→ Given exercise: Write out the records beneath this line exactly as they appear, minus any images.

※ ※ ※

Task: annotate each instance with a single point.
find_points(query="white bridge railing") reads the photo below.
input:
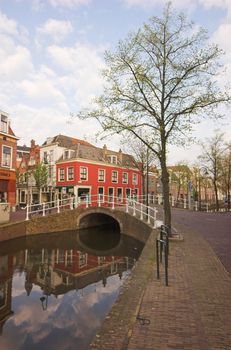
(131, 205)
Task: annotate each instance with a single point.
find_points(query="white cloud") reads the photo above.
(57, 30)
(7, 25)
(81, 65)
(68, 3)
(15, 61)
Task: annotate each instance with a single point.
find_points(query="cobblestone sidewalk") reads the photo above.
(193, 312)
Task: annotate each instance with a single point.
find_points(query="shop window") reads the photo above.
(6, 156)
(83, 173)
(70, 173)
(114, 176)
(101, 175)
(125, 178)
(3, 123)
(61, 174)
(134, 179)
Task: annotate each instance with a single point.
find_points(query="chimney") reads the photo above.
(120, 156)
(104, 151)
(32, 144)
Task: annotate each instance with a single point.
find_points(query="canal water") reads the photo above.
(56, 289)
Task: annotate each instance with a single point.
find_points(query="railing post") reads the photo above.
(196, 206)
(185, 203)
(157, 260)
(44, 209)
(134, 208)
(148, 215)
(27, 212)
(141, 211)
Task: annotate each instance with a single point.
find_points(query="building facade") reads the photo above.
(8, 147)
(27, 160)
(50, 152)
(88, 172)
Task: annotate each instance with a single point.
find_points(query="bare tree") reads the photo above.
(212, 160)
(159, 82)
(225, 181)
(145, 159)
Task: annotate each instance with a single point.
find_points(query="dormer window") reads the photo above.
(67, 154)
(6, 156)
(112, 159)
(4, 123)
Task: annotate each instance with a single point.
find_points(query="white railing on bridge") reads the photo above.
(134, 206)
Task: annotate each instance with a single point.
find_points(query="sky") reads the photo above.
(52, 51)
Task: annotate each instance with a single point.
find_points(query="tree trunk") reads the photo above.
(216, 195)
(166, 202)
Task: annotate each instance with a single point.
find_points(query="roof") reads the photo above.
(65, 141)
(101, 155)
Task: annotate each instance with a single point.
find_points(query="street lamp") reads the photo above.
(205, 172)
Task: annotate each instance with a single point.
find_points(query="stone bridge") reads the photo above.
(80, 218)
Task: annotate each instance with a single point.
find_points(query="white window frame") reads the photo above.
(119, 199)
(101, 195)
(124, 181)
(114, 180)
(99, 175)
(10, 161)
(134, 178)
(63, 179)
(81, 174)
(68, 175)
(112, 159)
(4, 124)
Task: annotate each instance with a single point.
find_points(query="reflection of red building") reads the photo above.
(87, 171)
(6, 272)
(8, 146)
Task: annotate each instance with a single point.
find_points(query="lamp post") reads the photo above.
(205, 172)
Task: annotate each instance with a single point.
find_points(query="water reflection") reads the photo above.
(54, 294)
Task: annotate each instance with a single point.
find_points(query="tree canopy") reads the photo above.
(160, 80)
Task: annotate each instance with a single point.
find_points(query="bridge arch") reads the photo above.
(97, 217)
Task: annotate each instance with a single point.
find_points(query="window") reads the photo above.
(61, 174)
(70, 173)
(119, 194)
(6, 156)
(3, 123)
(66, 154)
(101, 194)
(82, 259)
(134, 179)
(101, 175)
(125, 178)
(114, 177)
(83, 173)
(112, 159)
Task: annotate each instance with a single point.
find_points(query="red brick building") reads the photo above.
(8, 147)
(90, 171)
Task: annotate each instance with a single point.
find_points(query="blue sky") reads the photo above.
(51, 53)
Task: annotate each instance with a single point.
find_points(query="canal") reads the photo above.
(56, 289)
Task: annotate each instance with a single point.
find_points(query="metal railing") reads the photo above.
(132, 206)
(162, 247)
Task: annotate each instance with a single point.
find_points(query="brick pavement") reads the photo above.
(194, 312)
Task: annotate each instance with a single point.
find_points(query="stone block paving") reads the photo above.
(192, 313)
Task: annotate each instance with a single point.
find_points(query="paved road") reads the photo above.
(214, 227)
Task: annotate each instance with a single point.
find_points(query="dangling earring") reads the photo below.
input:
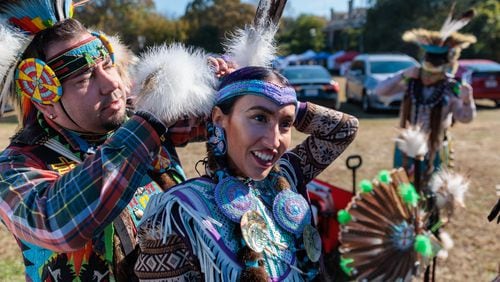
(216, 139)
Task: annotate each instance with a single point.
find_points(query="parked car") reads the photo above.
(483, 76)
(366, 71)
(313, 83)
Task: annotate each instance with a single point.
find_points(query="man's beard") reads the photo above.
(115, 122)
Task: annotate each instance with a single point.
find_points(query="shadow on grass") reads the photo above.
(357, 111)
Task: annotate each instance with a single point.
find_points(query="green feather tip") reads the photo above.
(343, 264)
(408, 194)
(343, 217)
(384, 176)
(423, 245)
(366, 186)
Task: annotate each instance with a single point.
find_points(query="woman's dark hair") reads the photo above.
(248, 73)
(61, 31)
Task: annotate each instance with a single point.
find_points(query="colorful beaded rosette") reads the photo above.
(37, 80)
(291, 211)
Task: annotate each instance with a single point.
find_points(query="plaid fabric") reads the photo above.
(58, 210)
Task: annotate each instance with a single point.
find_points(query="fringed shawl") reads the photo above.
(189, 210)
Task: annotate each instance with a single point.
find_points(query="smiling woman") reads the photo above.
(248, 217)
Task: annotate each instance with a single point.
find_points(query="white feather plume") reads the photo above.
(446, 182)
(12, 44)
(452, 25)
(412, 141)
(252, 46)
(173, 81)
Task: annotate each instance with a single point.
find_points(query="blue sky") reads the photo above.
(176, 8)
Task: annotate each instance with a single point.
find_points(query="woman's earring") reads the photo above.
(217, 139)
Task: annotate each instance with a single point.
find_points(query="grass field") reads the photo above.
(476, 254)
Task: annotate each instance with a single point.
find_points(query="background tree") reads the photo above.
(486, 27)
(304, 33)
(136, 21)
(388, 19)
(209, 21)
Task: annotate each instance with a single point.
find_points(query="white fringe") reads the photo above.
(174, 81)
(451, 182)
(215, 265)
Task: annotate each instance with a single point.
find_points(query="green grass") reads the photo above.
(11, 270)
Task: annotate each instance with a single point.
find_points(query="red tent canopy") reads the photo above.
(348, 56)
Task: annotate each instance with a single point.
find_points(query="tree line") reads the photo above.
(206, 22)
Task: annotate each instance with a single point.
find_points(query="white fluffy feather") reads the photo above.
(252, 46)
(452, 183)
(412, 141)
(173, 81)
(12, 44)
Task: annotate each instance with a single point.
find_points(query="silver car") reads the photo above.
(366, 71)
(313, 83)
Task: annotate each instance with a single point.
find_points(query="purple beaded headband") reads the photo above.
(279, 95)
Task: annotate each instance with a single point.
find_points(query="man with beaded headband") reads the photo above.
(78, 173)
(248, 218)
(433, 99)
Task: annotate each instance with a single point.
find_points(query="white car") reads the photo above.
(366, 71)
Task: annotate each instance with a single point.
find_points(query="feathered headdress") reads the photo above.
(447, 41)
(174, 81)
(20, 21)
(254, 45)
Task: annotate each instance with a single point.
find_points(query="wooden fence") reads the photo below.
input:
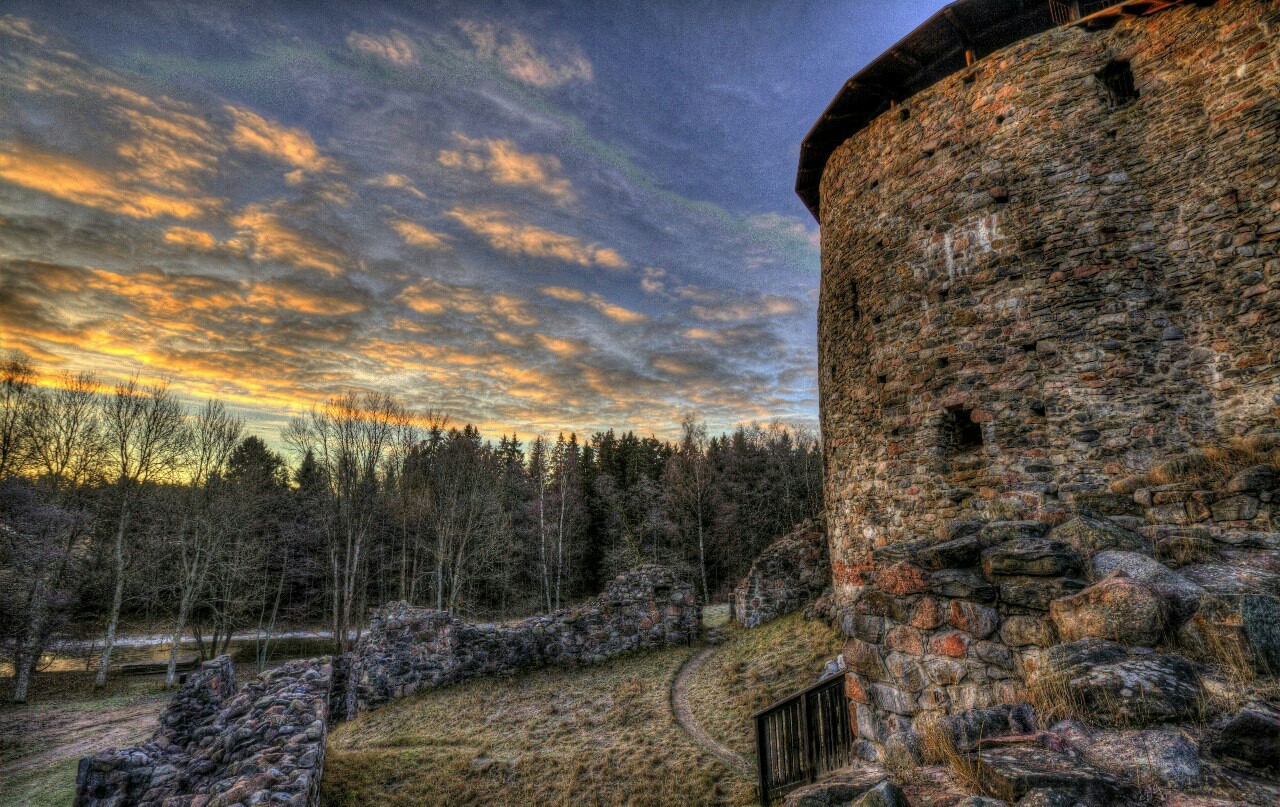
(803, 737)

※ ※ ※

→ Output for this task:
Task: annotate each instance with a single point.
find_points(query="white bridge railing") reads the photo below.
input:
(131, 205)
Task: annotate each instance with a single point.
find_points(query="white cloud") reads the photo above.
(57, 30)
(7, 25)
(81, 65)
(68, 3)
(15, 61)
Task: annotate each instance with a single point.
find_points(query="cobblestone sidewalk") reads the photo above.
(193, 312)
Task: annotate each instance with a single point.
find_points(query="shop window") reads the photo above.
(6, 156)
(83, 173)
(70, 173)
(114, 176)
(101, 175)
(125, 178)
(3, 123)
(61, 174)
(134, 179)
Task: annotate each instance with a single point.
find_points(query="chimney") reads the photo above.
(120, 156)
(104, 151)
(32, 144)
Task: annotate each instance with a single point.
find_points(query="canal water") reads the photo above.
(56, 289)
Task: annotate each instance with a single point.
find_points(query="railing post") reads the photo above.
(196, 206)
(185, 203)
(157, 260)
(44, 209)
(134, 208)
(148, 215)
(27, 212)
(141, 211)
Task: annotate each instance with a single point.
find_points(query="building facade") reads the photo above.
(8, 147)
(27, 160)
(50, 152)
(88, 172)
Task: annotate each instance with a single point.
find_points(query="bare tree") reads the photo above.
(212, 160)
(159, 82)
(225, 181)
(145, 159)
Task: annotate each instance with a single point.
find_points(query="dormer window") reads the photo above.
(67, 154)
(6, 156)
(112, 159)
(4, 123)
Task: annotate each instance with a single point.
find_points(query="white railing on bridge") reads the photo above.
(134, 206)
Task: annotate each instance with a single point.
find_points(query="sky") reads the photo above.
(52, 51)
Task: annotate each instance with a single point.
find_points(query="tree trunk") reads the photo above.
(216, 195)
(166, 202)
Task: annotate each instance with a single point.
find_points(query="roof") reads the photo above.
(65, 141)
(101, 155)
Task: annotate each instance with a single point.
find_points(query="street lamp") reads the photo above.
(205, 172)
Task: annotate each instance with a single point.
find_points(query="stone bridge") reads the photo above.
(80, 218)
Task: annotate each instance with a single point.
find_points(query="white window frame") reads the photo above.
(119, 199)
(101, 195)
(124, 181)
(114, 180)
(99, 175)
(10, 161)
(134, 178)
(63, 179)
(81, 174)
(68, 175)
(112, 159)
(4, 124)
Task: annotate each instance with a single point.
find_points(query="reflection of red building") reads the photo above.
(87, 171)
(6, 272)
(8, 146)
Task: annotate each instance with a single point.
find_points(query="lamp post") reads the photo above.
(205, 172)
Task: annotate each instance with a single point.
find_points(query="water reflection") reads the photo above.
(54, 294)
Task: annotate each instance with a single point.
find_points(query="tree canopy") reads the photo above.
(160, 80)
Task: annotate each instance with a single point.
find_points(query="bridge arch") reads the photo above.
(97, 217)
Task: annotate each instance with a single point.
find_points(query="window") reads the photo above.
(61, 174)
(70, 173)
(119, 194)
(6, 156)
(3, 123)
(66, 154)
(101, 194)
(82, 259)
(134, 179)
(101, 175)
(125, 178)
(114, 177)
(83, 173)
(112, 159)
Task: annotate each instance with a single point.
find_points(query="red brick building") reads the photo above.
(8, 147)
(90, 171)
Task: annotate each instance with a single point.
find_points(query="blue sky") reads the photo above.
(51, 53)
Task: annotate each instance with a single point.
find_points(query="canal") reads the photo above.
(56, 289)
Task: annotate each instance with a single point.
find_points(query="metal railing") reads the photo above.
(132, 206)
(162, 247)
Task: annotate each instance with a single point.
find_points(query="brick pavement") reads the photo above.
(194, 312)
Task: annotate each instance with a single point.
find_points(query="stone block paving") reads the photo above.
(192, 313)
Task: annotate each instance with a single point.
find_points(query="paved road") reads the photo above.
(214, 227)
Task: annotate each instance with a single point.
find_points(query="dangling earring") reads the photo below.
input:
(216, 139)
Task: annotate each instance with a single point.
find_points(query="parked car") reads the photo above.
(483, 76)
(366, 71)
(313, 83)
Task: annotate each instance with a single point.
find_points(query="man's beard") reads the photo above.
(115, 122)
Task: annotate each instance with a single point.
find_points(query="shadow on grass") reads the photo above.
(357, 111)
Task: annotate each instance with a single point.
find_points(query="green feather tip") reads the photo above.
(343, 264)
(408, 194)
(343, 217)
(384, 176)
(423, 245)
(366, 186)
Task: annotate each instance with a single point.
find_points(query="woman's dark hair") reads the photo above.
(248, 73)
(61, 31)
Task: annotate each instance with a single point.
find_points(query="colorful beaded rosette") reads the photo above.
(37, 80)
(291, 211)
Task: annotate each instance with a single point.
find_points(query="plaid fabric") reads the photo above.
(58, 210)
Task: annotate each instance with a single point.
find_points(query="fringed shawl") reads the photo above.
(189, 210)
Task: annotate each instance with a single point.
find_points(query="smiling woman") reads the photo above.
(248, 217)
Task: annotate each instance with a single point.
find_points(query="white feather plume") reads the photo above.
(446, 182)
(12, 44)
(452, 25)
(412, 141)
(252, 46)
(173, 81)
Task: annotate each instance with a single point.
find_points(query="blue sky") reads the photo above.
(176, 8)
Task: annotate each instance with a single point.
find_points(query="woman's earring") reads the photo above.
(217, 139)
Task: annotate each instance with a single point.
find_points(query="grass field") reads the photo above.
(476, 254)
Task: annotate each instance with a single point.
find_points(query="background tree") reads the photo above.
(486, 27)
(304, 33)
(136, 21)
(388, 19)
(209, 21)
Task: annotate each instance with a single point.
find_points(query="white fringe") reads the photo above.
(174, 81)
(451, 182)
(215, 265)
Task: annotate each instance with a single point.
find_points(query="green grass") reads the photo above.
(11, 270)
Task: annotate each instance with a single point.
find_points(query="red tent canopy") reads the photo above.
(348, 56)
Task: annotate each instance with a single point.
find_points(query="tree line") reads the photo above.
(206, 22)
Task: annotate each instance with a single point.
find_points(query="white fluffy feather") reads the photo above.
(252, 46)
(452, 183)
(412, 141)
(173, 81)
(12, 44)
Task: annotate each instance with a single point.
find_points(query="silver car") reads the photo above.
(366, 71)
(313, 83)
Task: annotate each instance with a single point.
find_points(query="purple beaded headband") reads the photo above.
(279, 95)
Task: annotate each instance with a single point.
find_points(query="man with beaded headband") reads the photo above.
(78, 173)
(248, 218)
(433, 99)
Task: annotate each instance with a single point.
find_points(query="white car") reads the photo above.
(366, 71)
Task: annotate each instance with a single point.
find_points(query="feathered headdress") reads the photo above.
(447, 41)
(174, 81)
(20, 21)
(254, 45)
Task: annotate each instance with a single point.
find_points(query="wooden fence") reads the photo below.
input:
(803, 737)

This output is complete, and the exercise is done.